| Excerpted text |
# Lights have started to flicker while heat pump runs



## wahoowad (Apr 4, 2009)

Yesterday I noticed lights inside my house would flicker while the heat pump was running. By this I mean a quick, almost unnoticable flicker every minute or so and not just when it initially kicks in. It has not been doing this very long as I would have noticed, so probably started recently. At first I thought it was a problem with the power coming down the power lines as it was the kind of quick flicker you might get during a storm (and we were having heavy rain yesterday) but I quickly noticed it stopped whenever the heat pump stopped running. Sometimes my emergency heat kicks in but I watched and this has not been happening as I tried to figure out this flicker. It is just the regular heat pump heating and the fan running.

I have a 3 year old Honeywell digital thermostat that has worked flawlessly so far. I have watched the display to see if perhaps something like the emergency heat was kicking in incorrectly and everything looks OK. I notice nothing on the thermostat display that coincides with the flicker. I stood by both my indoor air handler and my outdoor unit and heard nothing cycling or out of the ordinary.

| What the task requires |
Copy the heat pump thread word for word from "# Lights have" up to and including "the fan running.". Work only from the heat pump thread itself.

| Record list |
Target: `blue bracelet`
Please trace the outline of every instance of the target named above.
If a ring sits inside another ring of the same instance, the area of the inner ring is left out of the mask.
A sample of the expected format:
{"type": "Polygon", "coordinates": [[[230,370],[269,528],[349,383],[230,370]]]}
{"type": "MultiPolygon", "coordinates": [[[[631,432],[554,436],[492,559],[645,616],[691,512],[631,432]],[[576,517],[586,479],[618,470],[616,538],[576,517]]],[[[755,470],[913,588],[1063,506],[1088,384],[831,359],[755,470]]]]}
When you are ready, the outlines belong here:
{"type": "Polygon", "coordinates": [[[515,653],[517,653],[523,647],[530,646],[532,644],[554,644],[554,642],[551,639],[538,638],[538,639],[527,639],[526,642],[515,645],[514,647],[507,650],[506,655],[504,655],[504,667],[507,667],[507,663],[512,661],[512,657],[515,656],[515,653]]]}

...

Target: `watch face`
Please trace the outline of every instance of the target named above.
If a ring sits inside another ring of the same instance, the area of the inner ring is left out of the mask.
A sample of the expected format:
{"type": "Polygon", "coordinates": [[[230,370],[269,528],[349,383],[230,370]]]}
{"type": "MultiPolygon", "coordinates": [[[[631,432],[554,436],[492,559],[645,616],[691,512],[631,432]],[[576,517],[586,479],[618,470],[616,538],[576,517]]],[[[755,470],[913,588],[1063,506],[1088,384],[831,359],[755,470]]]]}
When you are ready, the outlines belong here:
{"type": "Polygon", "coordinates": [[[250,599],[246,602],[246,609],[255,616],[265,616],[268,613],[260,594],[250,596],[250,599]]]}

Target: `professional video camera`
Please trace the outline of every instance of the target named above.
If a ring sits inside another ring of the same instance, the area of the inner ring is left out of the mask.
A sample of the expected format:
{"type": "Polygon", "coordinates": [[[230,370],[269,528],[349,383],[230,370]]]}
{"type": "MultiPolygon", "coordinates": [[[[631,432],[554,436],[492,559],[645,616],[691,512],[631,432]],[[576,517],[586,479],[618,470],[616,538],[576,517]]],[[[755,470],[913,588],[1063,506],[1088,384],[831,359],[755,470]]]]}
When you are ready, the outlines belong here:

| Exercise answer |
# Lights have started to flicker while heat pump runs



## wahoowad (Apr 4, 2009)

Yesterday I noticed lights inside my house would flicker while the heat pump was running. By this I mean a quick, almost unnoticable flicker every minute or so and not just when it initially kicks in. It has not been doing this very long as I would have noticed, so probably started recently. At first I thought it was a problem with the power coming down the power lines as it was the kind of quick flicker you might get during a storm (and we were having heavy rain yesterday) but I quickly noticed it stopped whenever the heat pump stopped running. Sometimes my emergency heat kicks in but I watched and this has not been happening as I tried to figure out this flicker. It is just the regular heat pump heating and the fan running.